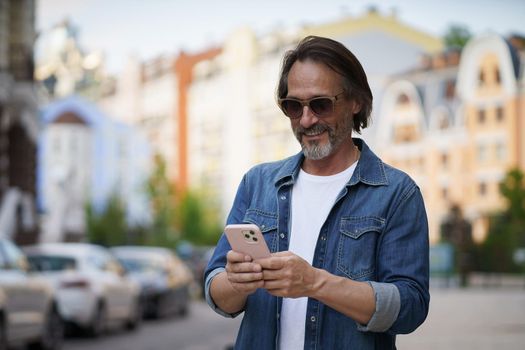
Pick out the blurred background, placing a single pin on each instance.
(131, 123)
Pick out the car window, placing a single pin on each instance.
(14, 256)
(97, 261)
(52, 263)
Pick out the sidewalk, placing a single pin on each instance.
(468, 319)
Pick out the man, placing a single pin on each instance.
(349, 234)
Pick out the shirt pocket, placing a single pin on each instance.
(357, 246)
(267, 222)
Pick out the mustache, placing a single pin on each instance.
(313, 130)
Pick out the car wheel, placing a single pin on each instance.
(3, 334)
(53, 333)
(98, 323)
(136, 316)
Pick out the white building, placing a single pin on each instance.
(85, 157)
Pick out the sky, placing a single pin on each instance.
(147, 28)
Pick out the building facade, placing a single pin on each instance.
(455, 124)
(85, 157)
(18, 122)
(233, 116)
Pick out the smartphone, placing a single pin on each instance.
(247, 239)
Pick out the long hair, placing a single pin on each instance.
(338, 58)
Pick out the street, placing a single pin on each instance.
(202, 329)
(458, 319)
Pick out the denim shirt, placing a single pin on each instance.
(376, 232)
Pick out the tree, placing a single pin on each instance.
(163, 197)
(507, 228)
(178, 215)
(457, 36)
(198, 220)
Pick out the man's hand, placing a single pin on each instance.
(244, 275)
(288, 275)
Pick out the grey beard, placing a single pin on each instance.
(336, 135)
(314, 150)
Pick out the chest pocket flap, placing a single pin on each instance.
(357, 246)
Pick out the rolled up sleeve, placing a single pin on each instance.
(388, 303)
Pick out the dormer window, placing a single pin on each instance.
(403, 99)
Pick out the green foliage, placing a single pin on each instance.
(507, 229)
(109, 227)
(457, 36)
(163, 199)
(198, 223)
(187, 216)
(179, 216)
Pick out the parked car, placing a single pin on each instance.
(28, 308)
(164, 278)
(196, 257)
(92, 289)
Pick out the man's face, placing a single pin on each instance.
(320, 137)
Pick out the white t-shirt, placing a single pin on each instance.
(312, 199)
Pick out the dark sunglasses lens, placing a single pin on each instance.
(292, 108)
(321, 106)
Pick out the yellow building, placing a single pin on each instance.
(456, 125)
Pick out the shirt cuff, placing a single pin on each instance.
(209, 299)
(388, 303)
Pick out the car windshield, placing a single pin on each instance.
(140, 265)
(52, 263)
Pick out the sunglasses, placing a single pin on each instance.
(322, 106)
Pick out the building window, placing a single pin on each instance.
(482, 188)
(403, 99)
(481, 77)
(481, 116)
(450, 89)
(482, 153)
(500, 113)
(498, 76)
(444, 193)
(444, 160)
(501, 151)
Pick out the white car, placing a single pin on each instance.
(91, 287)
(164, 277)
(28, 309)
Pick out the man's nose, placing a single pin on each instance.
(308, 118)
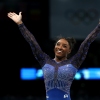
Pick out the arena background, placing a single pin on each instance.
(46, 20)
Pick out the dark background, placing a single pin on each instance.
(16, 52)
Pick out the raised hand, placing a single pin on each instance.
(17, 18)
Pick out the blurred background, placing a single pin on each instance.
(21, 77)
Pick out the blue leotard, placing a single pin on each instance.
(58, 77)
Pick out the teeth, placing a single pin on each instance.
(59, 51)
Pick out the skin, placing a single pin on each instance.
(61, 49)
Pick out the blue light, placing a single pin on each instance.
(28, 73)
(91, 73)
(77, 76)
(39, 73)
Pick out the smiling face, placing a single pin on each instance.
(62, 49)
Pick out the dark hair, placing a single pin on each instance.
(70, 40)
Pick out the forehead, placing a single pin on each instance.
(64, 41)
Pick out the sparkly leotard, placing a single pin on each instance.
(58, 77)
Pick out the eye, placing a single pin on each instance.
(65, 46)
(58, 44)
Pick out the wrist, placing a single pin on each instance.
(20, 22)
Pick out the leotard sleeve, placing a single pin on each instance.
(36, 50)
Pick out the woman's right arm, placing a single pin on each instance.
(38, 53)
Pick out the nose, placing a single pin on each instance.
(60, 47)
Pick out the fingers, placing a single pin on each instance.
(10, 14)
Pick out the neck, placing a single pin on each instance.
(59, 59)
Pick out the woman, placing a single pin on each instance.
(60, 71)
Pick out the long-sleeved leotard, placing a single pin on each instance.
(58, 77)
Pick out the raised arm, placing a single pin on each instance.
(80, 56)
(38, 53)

::::

*EXERCISE OBJECTIVE*.
In the copy, include no pictures; restate the listing above exactly.

*TASK SOLUTION*.
Pick out the blurred background, placing a single pin on each instance.
(131, 123)
Pick out the car window, placing a single pin on each instance.
(14, 256)
(97, 261)
(52, 263)
Pick out the sidewalk, placing a single pin on each instance.
(468, 319)
Pick out the man, placing a single pin on each instance.
(349, 234)
Pick out the shirt pocket, placing a single pin on each instance.
(357, 246)
(267, 222)
Pick out the mustache, placing a single pin on each instance.
(313, 130)
Pick out the car wheel, placing a single pin on each instance.
(3, 334)
(53, 333)
(98, 323)
(136, 316)
Pick out the white building, placing a single pin on each instance.
(85, 157)
Pick out the sky, placing a single pin on each instance.
(147, 28)
Pick out the building facade, placing a single pin on each instance.
(455, 124)
(85, 157)
(18, 122)
(233, 116)
Pick out the smartphone, placing a single pin on each instance.
(247, 239)
Pick out the long hair, placing a single pin on each instance.
(338, 58)
Pick out the street, placing a single pin on each instance.
(202, 329)
(458, 319)
Pick out the denim shirt, placing a single pin on each instance.
(376, 232)
Pick out the tree, placing a single pin on each instance.
(163, 197)
(507, 228)
(178, 215)
(457, 36)
(198, 220)
Pick out the man's hand, placing a single pin on each instance.
(244, 275)
(288, 275)
Pick out the grey beard, placing a single pin on each instance.
(336, 135)
(314, 150)
Pick out the chest pocket flap, placing a single pin on each instance.
(357, 246)
Pick out the rolled up sleeve, placing a single pin on each instance.
(388, 303)
Pick out the dormer window, placing a single pin on each instance.
(403, 99)
Pick out the green foliage, placing a single pin on each instance.
(507, 229)
(109, 227)
(457, 36)
(163, 199)
(198, 223)
(187, 216)
(179, 216)
Pick out the parked car, placing a single pin on each instance.
(28, 308)
(164, 278)
(196, 257)
(92, 289)
Pick out the man's face, placing a single pin on each instance.
(320, 137)
Pick out the white t-shirt, placing a single pin on each instance.
(312, 199)
Pick out the dark sunglasses lens, placing a single pin on each instance.
(292, 108)
(321, 106)
Pick out the yellow building, placing a single pin on each instance.
(456, 125)
Pick out the shirt cuff, placing a single pin on each instance.
(209, 299)
(388, 303)
Pick out the car windshield, placing a single pin on each instance.
(140, 265)
(52, 263)
Pick out the sunglasses, placing a single pin on each instance.
(322, 106)
Pick out the building window, placing a single pin on each instance.
(482, 188)
(403, 99)
(481, 77)
(481, 116)
(450, 89)
(482, 153)
(500, 113)
(498, 76)
(444, 193)
(444, 160)
(501, 151)
Pick out the white car, placing a single pin on each instance.
(91, 287)
(164, 277)
(28, 309)
Pick out the man's nose, placing a single pin on each instance.
(308, 118)
Pick out the arena background, placing a single pin on each instance.
(46, 20)
Pick out the dark background, placing a single pin on each instance.
(16, 52)
Pick out the raised hand, placing a single pin on each instance.
(17, 18)
Pick out the blurred background, placing a single pin on each instance.
(21, 77)
Pick out the blue leotard, placing a single pin on each instance.
(58, 77)
Pick out the teeth, placing a single pin on each instance.
(59, 51)
Pick out the skin, placing a single pin on each instance.
(61, 49)
Pick out the blue light, placing a single pin on each instance.
(28, 73)
(91, 73)
(77, 76)
(39, 73)
Pick out the smiling face, placing a single pin on each instance.
(62, 49)
Pick out the dark hair, placing a single pin on each instance.
(70, 40)
Pick out the forehead, placing a single pin on each instance.
(64, 41)
Pick out the sparkly leotard, placing a single pin on each instance.
(58, 77)
Pick out the eye, placing a single pin on each instance.
(65, 46)
(58, 44)
Pick out the wrist, placing a single pin on each instance.
(20, 22)
Pick out the leotard sleeve, placing a single pin on each instance.
(36, 50)
Pick out the woman's right arm, placing a single pin on each instance.
(38, 53)
Pick out the nose, placing a single pin on each instance.
(60, 47)
Pick out the fingers, placing a single pin on each instance.
(10, 14)
Pick out the neck, placing a single pin on each instance.
(59, 59)
Pick out the woman, placing a single pin on each instance.
(60, 71)
Pick out the long-sleeved leotard, placing a single pin on each instance.
(58, 77)
Pick out the raised arm, placing a single pin on each instance.
(80, 56)
(38, 53)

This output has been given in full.